• PAGE EXCERPT:
Press Office


Tackling entry barriers to medical degrees


A new report has highlighted the need for an expansion of outreach activity to ensure that there are more medical school applications coming from across the whole of the UK.

Research undertaken and commissioned by the Selecting for Excellence project found that 20% of schools or colleges provide 80% of applicants to medicine, with grammar or independent schools being responsible for about half of all medicine applicants.

To address these significant disparities, the report makes a series of recommendations as to how medical schools, organisations such as Health Education England, and Government, can work together to address them.

In particular, the 18-month study has highlighted the need for an expansion of outreach activity to ensure that there is coverage across the whole of the UK. At present, bright and able school children who do not live near a medical school may miss vital opportunities to explore medicine as a career.

• WORK ITEM:
Answer these questions using the piece on entry barriers to medical degrees:
(a) According to the research, what share of applicants to medicine come from 20% of schools or colleges?
(b) How long did the study last?
(c) Which kinds of schools account for about half of all medicine applicants?

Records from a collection

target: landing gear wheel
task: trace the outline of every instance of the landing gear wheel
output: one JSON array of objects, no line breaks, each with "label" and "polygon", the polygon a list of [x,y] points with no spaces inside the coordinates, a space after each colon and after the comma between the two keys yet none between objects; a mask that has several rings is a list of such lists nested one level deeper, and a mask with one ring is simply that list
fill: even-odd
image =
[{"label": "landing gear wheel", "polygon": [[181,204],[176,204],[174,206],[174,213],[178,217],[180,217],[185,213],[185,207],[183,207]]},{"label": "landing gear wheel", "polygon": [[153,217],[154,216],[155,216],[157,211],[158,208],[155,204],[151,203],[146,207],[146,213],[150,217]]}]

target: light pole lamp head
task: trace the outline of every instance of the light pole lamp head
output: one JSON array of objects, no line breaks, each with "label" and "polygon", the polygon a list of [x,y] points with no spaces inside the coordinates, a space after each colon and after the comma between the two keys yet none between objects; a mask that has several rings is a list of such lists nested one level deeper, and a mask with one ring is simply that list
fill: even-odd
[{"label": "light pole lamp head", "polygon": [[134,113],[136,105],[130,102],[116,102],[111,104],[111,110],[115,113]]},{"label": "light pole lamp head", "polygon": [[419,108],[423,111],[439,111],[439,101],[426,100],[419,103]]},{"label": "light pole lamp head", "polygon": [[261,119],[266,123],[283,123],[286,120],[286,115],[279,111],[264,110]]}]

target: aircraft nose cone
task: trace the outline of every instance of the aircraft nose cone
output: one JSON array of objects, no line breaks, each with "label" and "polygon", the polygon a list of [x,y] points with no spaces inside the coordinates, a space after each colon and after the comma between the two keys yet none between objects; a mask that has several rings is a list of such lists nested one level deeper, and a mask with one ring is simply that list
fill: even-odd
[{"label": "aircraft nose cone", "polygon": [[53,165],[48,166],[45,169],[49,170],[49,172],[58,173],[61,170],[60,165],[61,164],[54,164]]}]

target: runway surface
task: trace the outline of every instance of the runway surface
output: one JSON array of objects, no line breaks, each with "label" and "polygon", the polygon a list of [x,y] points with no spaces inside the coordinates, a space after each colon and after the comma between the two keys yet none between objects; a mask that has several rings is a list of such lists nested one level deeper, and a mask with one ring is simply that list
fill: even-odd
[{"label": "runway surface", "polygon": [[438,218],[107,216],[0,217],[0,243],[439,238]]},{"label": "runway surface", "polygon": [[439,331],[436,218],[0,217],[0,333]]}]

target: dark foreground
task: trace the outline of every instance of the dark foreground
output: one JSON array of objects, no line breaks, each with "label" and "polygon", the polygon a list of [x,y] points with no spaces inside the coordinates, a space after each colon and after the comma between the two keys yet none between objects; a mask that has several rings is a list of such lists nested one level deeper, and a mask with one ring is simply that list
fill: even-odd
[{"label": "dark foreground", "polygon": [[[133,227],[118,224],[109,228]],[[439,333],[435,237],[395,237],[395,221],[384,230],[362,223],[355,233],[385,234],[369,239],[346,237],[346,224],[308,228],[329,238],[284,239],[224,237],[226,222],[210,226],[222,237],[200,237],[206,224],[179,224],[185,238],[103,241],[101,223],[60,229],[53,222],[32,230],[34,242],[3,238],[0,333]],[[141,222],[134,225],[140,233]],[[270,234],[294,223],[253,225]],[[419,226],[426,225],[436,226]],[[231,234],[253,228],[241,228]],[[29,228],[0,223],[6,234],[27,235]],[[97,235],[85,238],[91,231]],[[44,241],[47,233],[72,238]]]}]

• RESPONSE BOX:
(a) 80%
(b) 18 months
(c) Grammar or independent schools